▶ **DO THIS**: Copy out the items verbatim, from the line with "Practice. Spot the black" to the line with "Target: black suit jacket", both included, and nothing else.

▶ **LISTED RECORDS**:
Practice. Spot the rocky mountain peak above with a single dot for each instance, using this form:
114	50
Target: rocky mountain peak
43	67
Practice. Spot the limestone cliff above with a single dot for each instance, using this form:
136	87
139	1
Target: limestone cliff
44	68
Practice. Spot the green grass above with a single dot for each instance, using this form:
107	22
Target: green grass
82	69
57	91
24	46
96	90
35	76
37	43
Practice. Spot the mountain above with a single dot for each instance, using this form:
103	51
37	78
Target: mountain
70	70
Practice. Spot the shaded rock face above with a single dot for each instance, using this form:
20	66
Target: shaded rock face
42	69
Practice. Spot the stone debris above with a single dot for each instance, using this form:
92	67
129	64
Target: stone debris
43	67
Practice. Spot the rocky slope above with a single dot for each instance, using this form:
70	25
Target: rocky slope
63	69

* * *

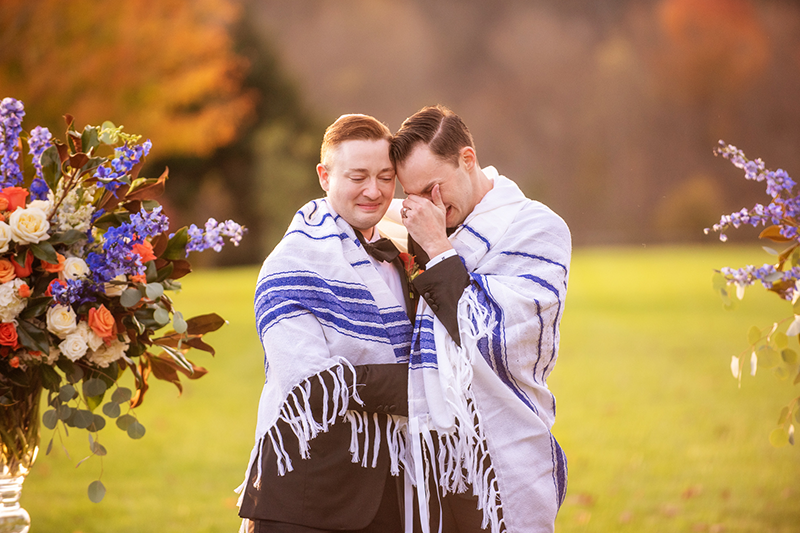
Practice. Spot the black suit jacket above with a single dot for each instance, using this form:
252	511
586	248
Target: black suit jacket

▶ **OUTPUT OF THE TASK**:
Practice. Spot the black suit jacket above with a single dot for each instance, using this form:
252	511
586	248
Target: black suit jacket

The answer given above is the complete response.